Start Material for this exercise
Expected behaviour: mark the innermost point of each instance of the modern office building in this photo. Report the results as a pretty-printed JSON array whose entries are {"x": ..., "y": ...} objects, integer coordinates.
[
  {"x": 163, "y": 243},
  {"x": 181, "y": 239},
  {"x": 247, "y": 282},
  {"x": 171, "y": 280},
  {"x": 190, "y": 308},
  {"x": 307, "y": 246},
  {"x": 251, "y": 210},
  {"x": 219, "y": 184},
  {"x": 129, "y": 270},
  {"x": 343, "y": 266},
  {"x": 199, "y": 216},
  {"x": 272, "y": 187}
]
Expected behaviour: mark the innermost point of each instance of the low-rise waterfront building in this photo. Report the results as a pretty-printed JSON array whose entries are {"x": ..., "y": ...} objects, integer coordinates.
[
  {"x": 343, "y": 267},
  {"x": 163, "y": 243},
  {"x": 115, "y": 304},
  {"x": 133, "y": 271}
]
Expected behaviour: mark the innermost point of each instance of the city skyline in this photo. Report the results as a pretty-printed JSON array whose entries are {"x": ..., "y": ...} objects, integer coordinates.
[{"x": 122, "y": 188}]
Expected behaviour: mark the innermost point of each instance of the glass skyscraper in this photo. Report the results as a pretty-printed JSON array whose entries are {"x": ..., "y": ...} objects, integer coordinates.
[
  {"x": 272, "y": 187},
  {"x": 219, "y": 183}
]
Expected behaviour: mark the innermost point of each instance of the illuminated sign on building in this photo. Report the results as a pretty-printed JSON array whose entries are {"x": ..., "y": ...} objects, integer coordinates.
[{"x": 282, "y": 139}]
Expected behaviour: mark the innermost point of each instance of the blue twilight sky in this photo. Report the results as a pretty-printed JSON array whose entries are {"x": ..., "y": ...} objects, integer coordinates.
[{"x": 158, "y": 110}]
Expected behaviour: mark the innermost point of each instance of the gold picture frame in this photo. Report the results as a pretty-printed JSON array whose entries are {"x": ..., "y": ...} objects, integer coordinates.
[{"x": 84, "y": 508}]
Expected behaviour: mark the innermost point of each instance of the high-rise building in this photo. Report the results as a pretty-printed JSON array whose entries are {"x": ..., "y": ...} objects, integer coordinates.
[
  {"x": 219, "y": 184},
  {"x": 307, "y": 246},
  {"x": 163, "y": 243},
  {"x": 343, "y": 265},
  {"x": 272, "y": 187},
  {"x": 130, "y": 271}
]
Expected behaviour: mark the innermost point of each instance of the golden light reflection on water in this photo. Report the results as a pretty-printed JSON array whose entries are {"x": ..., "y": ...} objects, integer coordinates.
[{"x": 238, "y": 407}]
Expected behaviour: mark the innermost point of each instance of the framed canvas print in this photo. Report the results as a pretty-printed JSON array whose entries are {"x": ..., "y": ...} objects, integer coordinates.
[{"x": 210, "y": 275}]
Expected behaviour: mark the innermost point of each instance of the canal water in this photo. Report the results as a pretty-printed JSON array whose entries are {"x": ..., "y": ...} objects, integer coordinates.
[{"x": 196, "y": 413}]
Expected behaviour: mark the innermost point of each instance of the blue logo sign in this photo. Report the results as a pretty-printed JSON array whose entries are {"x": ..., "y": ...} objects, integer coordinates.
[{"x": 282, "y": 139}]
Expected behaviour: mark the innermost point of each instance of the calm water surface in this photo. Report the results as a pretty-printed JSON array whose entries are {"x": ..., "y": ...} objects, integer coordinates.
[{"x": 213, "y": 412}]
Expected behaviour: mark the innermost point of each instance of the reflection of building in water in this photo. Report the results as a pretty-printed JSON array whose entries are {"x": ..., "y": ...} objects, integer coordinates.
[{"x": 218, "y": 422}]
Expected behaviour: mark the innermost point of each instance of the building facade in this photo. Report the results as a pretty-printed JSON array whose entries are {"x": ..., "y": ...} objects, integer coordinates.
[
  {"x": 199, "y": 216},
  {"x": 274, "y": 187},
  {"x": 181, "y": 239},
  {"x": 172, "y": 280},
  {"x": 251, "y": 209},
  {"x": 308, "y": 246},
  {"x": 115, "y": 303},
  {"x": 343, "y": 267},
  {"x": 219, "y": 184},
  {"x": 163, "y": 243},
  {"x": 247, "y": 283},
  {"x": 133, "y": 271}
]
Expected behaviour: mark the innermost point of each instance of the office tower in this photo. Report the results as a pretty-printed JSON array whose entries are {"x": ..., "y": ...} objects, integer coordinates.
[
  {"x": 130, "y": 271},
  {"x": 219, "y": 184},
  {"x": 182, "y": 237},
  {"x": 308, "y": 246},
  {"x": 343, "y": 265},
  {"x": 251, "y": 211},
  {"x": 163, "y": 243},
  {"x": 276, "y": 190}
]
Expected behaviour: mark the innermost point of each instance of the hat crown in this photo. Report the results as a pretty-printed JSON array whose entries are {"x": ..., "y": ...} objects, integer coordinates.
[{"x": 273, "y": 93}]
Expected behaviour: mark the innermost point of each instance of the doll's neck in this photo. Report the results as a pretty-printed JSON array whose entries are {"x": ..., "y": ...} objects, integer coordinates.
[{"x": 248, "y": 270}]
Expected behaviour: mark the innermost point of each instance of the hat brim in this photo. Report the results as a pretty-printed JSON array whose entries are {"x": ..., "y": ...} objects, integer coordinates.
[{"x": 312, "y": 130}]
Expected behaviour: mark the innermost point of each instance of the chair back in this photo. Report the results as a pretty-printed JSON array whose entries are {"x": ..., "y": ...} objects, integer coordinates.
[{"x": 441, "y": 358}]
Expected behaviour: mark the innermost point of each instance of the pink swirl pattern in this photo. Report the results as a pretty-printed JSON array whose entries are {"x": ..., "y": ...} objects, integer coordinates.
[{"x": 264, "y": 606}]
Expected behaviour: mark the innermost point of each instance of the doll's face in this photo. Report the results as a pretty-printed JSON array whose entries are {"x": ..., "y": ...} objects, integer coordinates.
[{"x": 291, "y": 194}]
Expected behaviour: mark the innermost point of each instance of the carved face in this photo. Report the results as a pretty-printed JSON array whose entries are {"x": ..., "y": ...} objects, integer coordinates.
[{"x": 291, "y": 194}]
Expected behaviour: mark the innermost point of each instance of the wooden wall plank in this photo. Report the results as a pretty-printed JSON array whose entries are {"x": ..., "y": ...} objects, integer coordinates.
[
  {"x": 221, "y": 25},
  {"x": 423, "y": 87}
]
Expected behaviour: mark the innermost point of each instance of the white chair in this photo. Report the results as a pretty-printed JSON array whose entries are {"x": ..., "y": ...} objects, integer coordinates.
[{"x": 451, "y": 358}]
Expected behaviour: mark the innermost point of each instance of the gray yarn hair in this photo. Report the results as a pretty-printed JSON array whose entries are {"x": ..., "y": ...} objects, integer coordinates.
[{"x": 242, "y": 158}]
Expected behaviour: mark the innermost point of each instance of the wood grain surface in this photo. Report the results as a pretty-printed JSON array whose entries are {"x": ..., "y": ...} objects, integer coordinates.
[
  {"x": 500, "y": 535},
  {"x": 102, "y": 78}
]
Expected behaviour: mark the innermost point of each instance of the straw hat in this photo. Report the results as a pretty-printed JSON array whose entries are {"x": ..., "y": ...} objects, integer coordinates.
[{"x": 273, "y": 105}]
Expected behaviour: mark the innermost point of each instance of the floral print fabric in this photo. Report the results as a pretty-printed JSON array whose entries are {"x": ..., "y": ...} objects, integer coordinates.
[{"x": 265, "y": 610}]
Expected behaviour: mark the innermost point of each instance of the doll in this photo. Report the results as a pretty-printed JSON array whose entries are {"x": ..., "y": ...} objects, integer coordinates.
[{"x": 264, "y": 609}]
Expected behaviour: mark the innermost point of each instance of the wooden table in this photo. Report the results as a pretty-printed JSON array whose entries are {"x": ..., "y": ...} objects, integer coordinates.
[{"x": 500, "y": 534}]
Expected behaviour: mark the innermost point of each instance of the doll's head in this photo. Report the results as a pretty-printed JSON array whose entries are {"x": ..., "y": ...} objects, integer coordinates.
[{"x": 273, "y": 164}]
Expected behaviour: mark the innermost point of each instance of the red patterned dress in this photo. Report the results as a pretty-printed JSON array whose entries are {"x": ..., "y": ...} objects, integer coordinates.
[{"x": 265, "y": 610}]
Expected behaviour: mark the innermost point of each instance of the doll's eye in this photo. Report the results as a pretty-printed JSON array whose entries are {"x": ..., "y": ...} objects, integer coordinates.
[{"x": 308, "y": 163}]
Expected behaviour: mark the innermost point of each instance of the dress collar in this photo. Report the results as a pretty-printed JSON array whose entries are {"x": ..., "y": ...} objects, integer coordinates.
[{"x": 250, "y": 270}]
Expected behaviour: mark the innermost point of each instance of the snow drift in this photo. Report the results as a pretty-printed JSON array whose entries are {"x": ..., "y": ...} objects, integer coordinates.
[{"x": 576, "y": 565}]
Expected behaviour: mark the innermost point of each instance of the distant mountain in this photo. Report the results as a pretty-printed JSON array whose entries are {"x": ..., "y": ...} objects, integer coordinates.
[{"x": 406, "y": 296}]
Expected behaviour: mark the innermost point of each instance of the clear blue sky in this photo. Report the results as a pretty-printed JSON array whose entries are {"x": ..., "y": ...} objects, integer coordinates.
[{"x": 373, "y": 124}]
End Material for this exercise
| Aim |
Find the line containing "the doll in", then output it and every line after it to the end of the data, exactly.

| Output of the exercise |
Expected behaviour: mark the innermost point of each instance of the doll in this photo. Report the results as a pretty-printed JSON array whose entries are {"x": ..., "y": ...} objects, integer coordinates.
[{"x": 264, "y": 609}]
Expected behaviour: mark the innermost point of each instance of the wooden table in this photo. Report the results as a pretty-printed JSON array whose entries are {"x": ..., "y": ...} objects, integer coordinates.
[{"x": 500, "y": 534}]
Expected behaviour: mark the innermost point of each instance of the doll's head in this photo. Report the results as a pretty-printed JSON array whose entries are {"x": ..., "y": ...} objects, integer coordinates.
[{"x": 273, "y": 164}]
Expected behaviour: mark the innermost point of each instance of the red patterned dress in this photo. Report the results as a pretty-printed JSON array whose entries are {"x": ..., "y": ...} objects, integer coordinates.
[{"x": 265, "y": 610}]
Expected behaviour: mark the innermost point of each instance of the doll's eye in this photo. Report the results as a pretty-printed JSON array whose entries are {"x": ..., "y": ...} objects, integer coordinates.
[{"x": 308, "y": 163}]
Expected behaviour: mark the innermost point of each instance of the dress collar in this photo. Report the results as a pretty-printed JSON array whose entries are {"x": ..., "y": ...} objects, integer coordinates.
[{"x": 250, "y": 270}]
Expected behaviour: mark the innermost point of each instance of the snow drift in this photo. Report the results as a pretty-printed JSON array whose entries are {"x": ..., "y": ...} objects, integer coordinates.
[{"x": 576, "y": 565}]
Expected behaviour: mark the innermost point of each instance of the distant mountain in this photo. Report the results as a pretty-printed JSON array whose entries are {"x": ..., "y": ...} objects, integer coordinates.
[{"x": 406, "y": 296}]
Expected behaviour: mark the innermost point of each instance of the clear blue sky in this photo. Report the results as a pretty-printed JSON array whose entries are {"x": ..., "y": ...} objects, integer coordinates.
[{"x": 373, "y": 124}]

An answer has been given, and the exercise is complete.